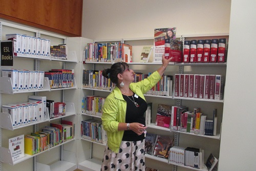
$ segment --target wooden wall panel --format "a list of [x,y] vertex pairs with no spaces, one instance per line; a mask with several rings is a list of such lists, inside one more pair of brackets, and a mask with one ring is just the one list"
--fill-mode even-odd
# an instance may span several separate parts
[[0,18],[68,36],[81,36],[82,0],[0,0]]

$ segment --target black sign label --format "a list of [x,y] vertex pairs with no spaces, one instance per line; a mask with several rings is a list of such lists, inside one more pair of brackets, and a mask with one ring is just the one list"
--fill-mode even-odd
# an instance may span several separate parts
[[13,44],[12,41],[1,43],[1,66],[13,66]]

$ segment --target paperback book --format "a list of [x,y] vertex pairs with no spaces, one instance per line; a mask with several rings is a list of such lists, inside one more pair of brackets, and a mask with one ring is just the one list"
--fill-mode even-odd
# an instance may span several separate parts
[[147,62],[153,49],[152,46],[143,46],[140,55],[140,62]]
[[164,158],[168,158],[169,151],[174,145],[174,139],[167,135],[158,135],[154,150],[154,155]]
[[172,106],[158,104],[156,119],[156,125],[169,128],[172,117]]
[[156,145],[157,135],[150,133],[146,134],[145,138],[145,153],[152,155]]

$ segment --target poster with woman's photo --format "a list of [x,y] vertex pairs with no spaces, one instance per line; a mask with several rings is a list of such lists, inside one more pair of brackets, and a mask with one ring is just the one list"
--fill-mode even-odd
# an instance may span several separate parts
[[155,29],[153,62],[162,62],[164,53],[164,40],[176,39],[176,28]]

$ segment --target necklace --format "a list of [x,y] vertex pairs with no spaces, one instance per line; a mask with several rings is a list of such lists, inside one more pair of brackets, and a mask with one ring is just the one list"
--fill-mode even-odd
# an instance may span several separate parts
[[134,105],[135,105],[136,107],[137,107],[137,108],[138,108],[139,107],[140,107],[140,105],[139,105],[139,104],[138,103],[137,103],[136,102],[135,102],[135,101],[134,100],[134,98],[133,97],[133,94],[132,95],[132,97],[133,97],[133,101],[131,99],[129,96],[128,95],[126,95],[126,94],[125,94],[125,93],[122,90],[122,91],[123,92],[123,93],[124,94],[124,95],[125,95],[132,102],[133,102],[133,103],[134,104]]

**What is required**
Put the lines of the listing, from the line containing "segment --target paperback" through the line containing "[[155,29],[153,62],[162,62],[164,53],[164,40],[176,39],[176,28]]" with both of those lines included, into a JSON list of strings with one string per line and no blank lines.

**In response**
[
  "$ segment --target paperback book --format \"a list of [x,y] vertex pairs with no spaces, one instance per line; a mask with several rings is a list of such lists, inside one more pair of brackets, and a mask with one ring is just the one list\"",
  "--fill-mode even-odd",
  "# an instance may span several separate parts",
  "[[147,62],[153,49],[152,46],[143,46],[140,55],[140,62]]",
  "[[164,158],[168,158],[169,151],[174,145],[174,139],[167,135],[158,135],[154,150],[154,155]]",
  "[[172,106],[158,104],[156,119],[156,125],[169,128],[172,117]]",
  "[[156,145],[157,135],[150,133],[146,134],[145,138],[145,153],[152,155]]",
  "$ segment --target poster with woman's photo --format \"a list of [x,y] vertex pairs with no spaces, one instance per line; a mask with several rings is a list of such lists, inside one more pair of brackets, and a mask with one ring is just the one list\"",
  "--fill-mode even-odd",
  "# an instance may span several separate parts",
  "[[155,29],[153,62],[162,62],[164,53],[164,40],[176,39],[176,28]]"
]